GradID: Adversarial Detection via Intrinsic Dimensionality of Gradients

Despite their remarkable performance, deep neural networks exhibit a critical vulnerability: small, often imperceptible, adversarial perturbations can lead to drastically altered model predictions. Given the stringent reliability demands of applications such as medical diagnosis and autonomous driving, robust detection of such adversarial attacks is paramount. In this paper, we investigate the geometric properties of a model's input loss landscape. We analyze the Intrinsic Dimensionality (ID) of the model's gradient parameters, which quantifies the minimal number of coordinates required to describe the data points on their underlying manifold. We reveal a distinct and consistent difference in the ID for natural and adversarial data, which forms the basis of our proposed detection method. We validate our approach across two distinct operational scenarios. First, in a batch-wise context for identifying malicious data groups, our method demonstrates high efficacy on datasets like MNIST and SVHN. Second, in the critical individual-sample setting, we establish new state-of-the-art results on challenging benchmarks such as CIFAR-10 and MS COCO. Our detector significantly surpasses existing methods against a wide array of attacks, including CW and AutoAttack, achieving detection rates consistently above 92\% on CIFAR-10. The results underscore the robustness of our geometric approach, highlighting that intrinsic dimensionality is a powerful fingerprint for adversarial detection across diverse datasets and attack strategies.

Key Contributions

Introduces intrinsic dimensionality (ID) of model gradient parameters as a quantitative metric for characterizing loss landscape sharpness, revealing a consistent and discriminative gap between natural and adversarial samples.
Proposes GradID, a detection algorithm supporting both batch-wise (distribution-based) and individual-sample settings, enabling flexible deployment across operational contexts.
Achieves state-of-the-art adversarial detection rates (above 92%) on CIFAR-10 against a wide range of attacks including CW and AutoAttack, outperforming prior detectors.

🛡️ Threat Analysis

Input Manipulation Attack

The paper's primary contribution is a defense against adversarial examples — gradient-based perturbations crafted to cause misclassification at inference time. GradID detects these adversarial inputs by exploiting the geometric signature (intrinsic dimensionality) of the loss landscape's gradient space, evaluated against attacks including FGSM, CW, and AutoAttack.

----------

» **TASKS TO CARRY OUT**:
• A. Answer the following questions on the GradID summary.
(i) On which two datasets does the method show high efficacy in the batch-wise context?
(ii) Which two settings does the GradID detection algorithm support?
(iii) Which attacks does the threat analysis list in the evaluation?
• B. Rewrite the stretch of the GradID summary from "Introduces intrinsic dimensionality" through "outperforming prior detectors.", putting "surpassing" in place of "outperforming".

(Point localization data)

----------

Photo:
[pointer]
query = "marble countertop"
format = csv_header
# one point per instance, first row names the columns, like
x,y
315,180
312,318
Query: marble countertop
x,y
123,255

----------

» **RESPONSES IN ORDER**:
• A.
(i) MNIST and SVHN.
(ii) The batch-wise (distribution-based) setting and the individual-sample setting.
(iii) FGSM, CW, and AutoAttack.

• B.
Introduces intrinsic dimensionality (ID) of model gradient parameters as a quantitative metric for characterizing loss landscape sharpness, revealing a consistent and discriminative gap between natural and adversarial samples.
Proposes GradID, a detection algorithm supporting both batch-wise (distribution-based) and individual-sample settings, enabling flexible deployment across operational contexts.
Achieves state-of-the-art adversarial detection rates (above 92%) on CIFAR-10 against a wide range of attacks including CW and AutoAttack, surpassing prior detectors.